What the task requires:
Copy every line below where the string "each" is found.

Segment Start: Data supplied

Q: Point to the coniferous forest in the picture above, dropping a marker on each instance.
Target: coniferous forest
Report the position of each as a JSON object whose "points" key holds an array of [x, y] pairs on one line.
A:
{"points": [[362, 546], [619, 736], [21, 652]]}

Segment End: Data supplied

Task response:
Q: Point to the coniferous forest in the picture above, dropping a marker on each instance.
Report the position of each as a JSON object whose "points" key holds an array of [x, y] pairs on one line.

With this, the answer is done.